Dataset items

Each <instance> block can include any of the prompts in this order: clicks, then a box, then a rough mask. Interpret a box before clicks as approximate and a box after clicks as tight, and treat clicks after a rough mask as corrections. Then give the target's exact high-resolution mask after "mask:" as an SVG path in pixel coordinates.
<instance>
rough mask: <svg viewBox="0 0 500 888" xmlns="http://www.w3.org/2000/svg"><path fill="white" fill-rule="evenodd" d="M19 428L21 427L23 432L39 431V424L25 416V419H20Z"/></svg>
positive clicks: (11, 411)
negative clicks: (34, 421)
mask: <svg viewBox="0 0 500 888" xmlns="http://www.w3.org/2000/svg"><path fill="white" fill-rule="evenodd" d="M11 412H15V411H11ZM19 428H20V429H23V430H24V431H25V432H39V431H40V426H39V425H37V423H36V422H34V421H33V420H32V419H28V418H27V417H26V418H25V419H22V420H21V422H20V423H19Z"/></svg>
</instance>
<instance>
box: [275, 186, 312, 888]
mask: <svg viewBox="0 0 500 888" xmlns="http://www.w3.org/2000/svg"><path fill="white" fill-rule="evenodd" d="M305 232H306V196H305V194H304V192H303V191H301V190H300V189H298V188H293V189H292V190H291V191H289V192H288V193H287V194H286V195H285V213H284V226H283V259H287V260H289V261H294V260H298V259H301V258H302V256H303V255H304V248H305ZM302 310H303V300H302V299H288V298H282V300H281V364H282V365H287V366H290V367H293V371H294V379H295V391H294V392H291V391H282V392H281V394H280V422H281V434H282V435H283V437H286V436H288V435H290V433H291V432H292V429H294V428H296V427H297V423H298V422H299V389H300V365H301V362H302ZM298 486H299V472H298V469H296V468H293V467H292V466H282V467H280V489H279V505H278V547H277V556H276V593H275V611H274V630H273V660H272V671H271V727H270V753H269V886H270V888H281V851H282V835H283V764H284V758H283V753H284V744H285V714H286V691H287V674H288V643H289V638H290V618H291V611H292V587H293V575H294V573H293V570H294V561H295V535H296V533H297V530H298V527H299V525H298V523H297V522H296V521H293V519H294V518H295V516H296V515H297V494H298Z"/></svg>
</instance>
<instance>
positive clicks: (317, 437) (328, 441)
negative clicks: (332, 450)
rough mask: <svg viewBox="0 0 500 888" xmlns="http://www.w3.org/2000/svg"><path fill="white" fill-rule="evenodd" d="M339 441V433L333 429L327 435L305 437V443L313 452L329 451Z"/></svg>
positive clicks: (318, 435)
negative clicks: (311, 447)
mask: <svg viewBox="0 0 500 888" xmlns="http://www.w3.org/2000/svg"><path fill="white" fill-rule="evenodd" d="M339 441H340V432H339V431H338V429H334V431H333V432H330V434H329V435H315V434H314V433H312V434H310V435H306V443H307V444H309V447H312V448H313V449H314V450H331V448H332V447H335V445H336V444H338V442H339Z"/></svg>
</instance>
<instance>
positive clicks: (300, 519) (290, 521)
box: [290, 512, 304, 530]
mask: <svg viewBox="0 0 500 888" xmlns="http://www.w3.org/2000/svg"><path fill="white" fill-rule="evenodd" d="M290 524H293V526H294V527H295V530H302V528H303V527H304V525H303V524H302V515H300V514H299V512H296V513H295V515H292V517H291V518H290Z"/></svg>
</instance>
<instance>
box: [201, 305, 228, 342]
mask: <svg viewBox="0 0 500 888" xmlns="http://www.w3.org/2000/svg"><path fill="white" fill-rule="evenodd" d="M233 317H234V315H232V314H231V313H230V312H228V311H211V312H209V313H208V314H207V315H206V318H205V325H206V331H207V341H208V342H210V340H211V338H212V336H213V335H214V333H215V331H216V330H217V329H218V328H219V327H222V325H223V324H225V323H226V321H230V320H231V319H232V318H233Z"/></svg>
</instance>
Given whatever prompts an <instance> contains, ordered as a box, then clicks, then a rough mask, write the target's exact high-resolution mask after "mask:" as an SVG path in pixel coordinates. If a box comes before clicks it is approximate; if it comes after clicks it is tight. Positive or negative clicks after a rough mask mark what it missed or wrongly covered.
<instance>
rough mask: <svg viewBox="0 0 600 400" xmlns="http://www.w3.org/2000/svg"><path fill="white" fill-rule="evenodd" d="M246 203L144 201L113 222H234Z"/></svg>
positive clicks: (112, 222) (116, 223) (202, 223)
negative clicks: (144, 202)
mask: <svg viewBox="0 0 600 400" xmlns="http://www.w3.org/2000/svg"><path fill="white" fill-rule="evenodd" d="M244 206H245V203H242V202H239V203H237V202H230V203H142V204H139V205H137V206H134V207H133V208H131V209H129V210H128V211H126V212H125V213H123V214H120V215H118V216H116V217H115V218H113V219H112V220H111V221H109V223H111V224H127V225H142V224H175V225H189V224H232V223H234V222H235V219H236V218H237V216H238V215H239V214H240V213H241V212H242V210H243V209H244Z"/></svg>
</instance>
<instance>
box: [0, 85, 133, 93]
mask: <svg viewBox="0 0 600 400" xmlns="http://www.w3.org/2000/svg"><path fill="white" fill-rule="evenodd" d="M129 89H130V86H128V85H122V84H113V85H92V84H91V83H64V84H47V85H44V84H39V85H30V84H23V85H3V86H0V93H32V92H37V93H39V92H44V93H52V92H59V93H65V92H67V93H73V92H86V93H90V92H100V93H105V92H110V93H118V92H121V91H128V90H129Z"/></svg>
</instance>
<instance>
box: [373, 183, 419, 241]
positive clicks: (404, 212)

## EXERCISE OBJECTIVE
Start at the first line of the data above. Stop after the line containing "positive clicks: (11, 411)", reproducing each line exactly and adding nothing.

## SOLUTION FOR THIS PROBLEM
Each <instance> block can include any of the prompts in this order: clicks, then a box, then a rough mask. Interpret a box before clicks as approximate and a box after clicks as tight, and treat clicks after a rough mask as corrections. Then give the target's exact high-resolution mask after "mask:" as an SVG path in pixel coordinates.
<instance>
rough mask: <svg viewBox="0 0 500 888" xmlns="http://www.w3.org/2000/svg"><path fill="white" fill-rule="evenodd" d="M19 428L21 427L23 432L39 431V424L25 416V419H20Z"/></svg>
positive clicks: (11, 411)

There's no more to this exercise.